■ DOCUMENT SOURCE ■
◇ ◇ ◇ ◇ ◇ ◇ ◇
L’inouï

ImAGE soleil arbre

On ne « choisit » pas, à rigoureusement parler, de prêter l’oreille à l’inouï, puisque de cet inouï on ne sait rien d’avance et qu’il ne peut donc aucunement entrer en balance. Mais on peut oser s’y décider (ou décider de l’oser) : par ce qu’il implique en lui-même de rupture, oser est affaire de décision, sans choix possible.

C’est même selon cette décision, oser ou non, que ne cesse de se partager l’humanité, en tout homme comme entre les hommes. Il y a l’humanité qui se décide – se risque – à affronter l’inouï et l’autre. Il y a celle qui franchit le pas et s’ouvre au vertigineux que recouvre une si lassante banalité.
◇ ◇ ◇ ◇ ◇ ◇ ◇
■ CONSIGNE ■
Modifie le passage du texte sur l’inouï qui commence par « ImAGE soleil arbre » et se poursuit jusqu’à « si lassante banalité. », en remplaçant « banalité » par « monotonie ».

■ DONNÉES FOURNIES ■
◇ ◇ ◇ ◇ ◇ ◇ ◇
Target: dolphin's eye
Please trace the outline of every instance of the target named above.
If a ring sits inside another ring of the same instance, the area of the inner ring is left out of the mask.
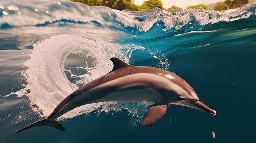
[[[185,98],[181,98],[181,97],[179,97],[179,99],[180,101],[186,101],[186,100],[187,100],[186,99],[185,99]]]

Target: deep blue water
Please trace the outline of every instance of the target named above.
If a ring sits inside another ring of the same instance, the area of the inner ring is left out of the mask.
[[[227,14],[0,1],[0,142],[256,143],[256,14],[255,1]],[[113,57],[175,73],[217,115],[173,105],[142,127],[150,103],[102,103],[64,115],[65,132],[16,133],[111,70]]]

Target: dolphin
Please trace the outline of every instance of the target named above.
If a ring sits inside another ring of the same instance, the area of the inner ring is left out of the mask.
[[[56,119],[83,105],[105,101],[146,101],[154,103],[140,122],[141,126],[157,122],[172,104],[216,115],[216,111],[200,101],[193,88],[177,75],[154,67],[132,66],[116,57],[110,59],[114,64],[112,70],[71,93],[47,118],[28,125],[17,132],[42,126],[64,131],[64,127]]]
◇ ◇ ◇ ◇ ◇ ◇ ◇
■ RÉPONSE ■
ImAGE soleil arbre

On ne « choisit » pas, à rigoureusement parler, de prêter l’oreille à l’inouï, puisque de cet inouï on ne sait rien d’avance et qu’il ne peut donc aucunement entrer en balance. Mais on peut oser s’y décider (ou décider de l’oser) : par ce qu’il implique en lui-même de rupture, oser est affaire de décision, sans choix possible.

C’est même selon cette décision, oser ou non, que ne cesse de se partager l’humanité, en tout homme comme entre les hommes. Il y a l’humanité qui se décide – se risque – à affronter l’inouï et l’autre. Il y a celle qui franchit le pas et s’ouvre au vertigineux que recouvre une si lassante monotonie.